### Reading passage
Content starts

The Court granted most of the relief requested by Acetris. The Court declared the following:

  • The term ‘U.S.-made end product,’ as used in the Trade Agreements clause, includes ‘domestic end products,’ as that term is defined in the FAR.
  • The VA’s failure to construe the term ‘U.S.-made end product,’ as used in the Trade Agreements clause, to include ‘domestic end products,’ as that term is defined in the FAR, was arbitrary, capricious, and contrary to law.
  • It was arbitrary and capricious for the VA to require manufacturers to certify that the offered products were ‘[Trade Agreements Act] compliant.’
  • The VA’s failure to independently assess whether plaintiff’s Entecavir Tablets qualified as U.S.-made end products under the Trade Agreements clause was arbitrary, capricious, and contrary to law.

In addition, the Court enjoined the VA in future procurements from:

  • construing the term ‘U.S.-made end product’ in the Trade Agreements clause as excluding products manufactured in the United States (in other words, domestic end products), and
  • relying on CBP rather than independently ascertaining whether an offered product is manufactured in the United States (in other words, a domestic end product) pursuant to the definition of the term ‘U.S.-made end product.’

Id. at 31.

Any appeal of the decision would be made to the Federal Circuit and would need to occur within 60 days from the date of the decision – i.e., by September 8, 2018.

Follow-Up

There appear to be at least a couple of questions that remain unanswered by this Decision.

First, the Court did not weigh in on how the VA should interpret the term “manufactured in the United States” that is present in the definition of a domestic end product. If the VA were to interpret this term similarly to substantial transformation, Acetris may be back in the same place it was before. However, if a broader definition is used, then the Acetris Entecavir Tablets could be considered to be a U.S.-made end product that could be considered for award regardless of the country of origin of products in competing offers. Acetris argued that the Court should declare that the term “manufactured in the United States” should have the same meaning as that in the definition of “place of manufacture” in the clause implementing the BAA, that is “the place where an end product is assembled out of components, or otherwise made or processed from raw material into the finished product that is to be provided to the Government.” FAR 52.225-18. If this definition were to be used, a pharmaceutical put into final dosage form in the United States would be considered a domestic product and therefore a U.S.-made end product, even if the API were manufactured in a non-designated country. However, the Court did not address Acetris’ proposed definition or otherwise address the proper interpretation of “manufacturer in the U.S.,” leaving it to the VA to do so.

Content ends

### Entries supplied
Content starts

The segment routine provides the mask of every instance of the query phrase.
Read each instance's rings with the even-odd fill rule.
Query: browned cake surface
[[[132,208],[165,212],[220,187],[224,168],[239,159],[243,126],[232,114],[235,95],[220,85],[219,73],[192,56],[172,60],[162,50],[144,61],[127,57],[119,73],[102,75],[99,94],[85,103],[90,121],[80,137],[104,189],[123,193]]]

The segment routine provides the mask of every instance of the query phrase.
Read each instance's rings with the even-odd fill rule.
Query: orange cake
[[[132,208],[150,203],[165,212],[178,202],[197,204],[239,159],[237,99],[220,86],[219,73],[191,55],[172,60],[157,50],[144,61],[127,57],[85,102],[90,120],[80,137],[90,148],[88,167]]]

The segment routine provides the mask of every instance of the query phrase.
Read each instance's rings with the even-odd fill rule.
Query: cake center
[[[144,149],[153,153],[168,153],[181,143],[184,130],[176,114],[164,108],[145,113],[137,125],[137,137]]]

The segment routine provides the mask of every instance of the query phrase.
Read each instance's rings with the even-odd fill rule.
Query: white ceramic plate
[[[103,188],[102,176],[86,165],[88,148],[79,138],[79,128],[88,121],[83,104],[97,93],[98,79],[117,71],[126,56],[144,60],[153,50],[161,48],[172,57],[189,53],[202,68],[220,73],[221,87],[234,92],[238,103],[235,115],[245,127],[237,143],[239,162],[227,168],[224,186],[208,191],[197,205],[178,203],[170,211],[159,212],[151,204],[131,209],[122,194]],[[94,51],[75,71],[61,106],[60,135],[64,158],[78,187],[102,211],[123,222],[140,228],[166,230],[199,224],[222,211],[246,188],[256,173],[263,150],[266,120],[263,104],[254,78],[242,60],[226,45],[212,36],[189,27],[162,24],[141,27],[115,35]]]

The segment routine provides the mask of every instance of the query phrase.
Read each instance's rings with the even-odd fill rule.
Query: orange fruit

Content ends

### Activity A
According to the summary of the Acetris ruling, by what date would an appeal of the decision need to be made?
### Activity B
Carry on the summary of the Acetris ruling past its final sentence.

### Exercise output A
By September 8, 2018.

### Exercise output B
Second, the issue of the interpretation of substantial transformation that has been advanced by the CBP for pharmaceutical products was not addressed by the Court because it was not raised by Acetris in this case. (It is the subject of Acetris’ case that is pending before the Court of International Trade.) Interestingly, although the TAA was intended to permit consideration of offers of designated country end products in a non-discriminatory manner compared to U.S.-made end products, this Decision coupled with the current CBP interpretation of substantial transformation would result in differential treatment of a product with API from India that is put into final dosage form in the United States compared to a product with API from India that is put into final dosage form in a WTO GPA country such as France. The former would be considered a U.S.-made end product as a result of being a domestic product, while the latter would not be considered a designated country end product because of the lack of substantial transformation in a designated country.

We will continue to follow these two cases and provide updates as we have them.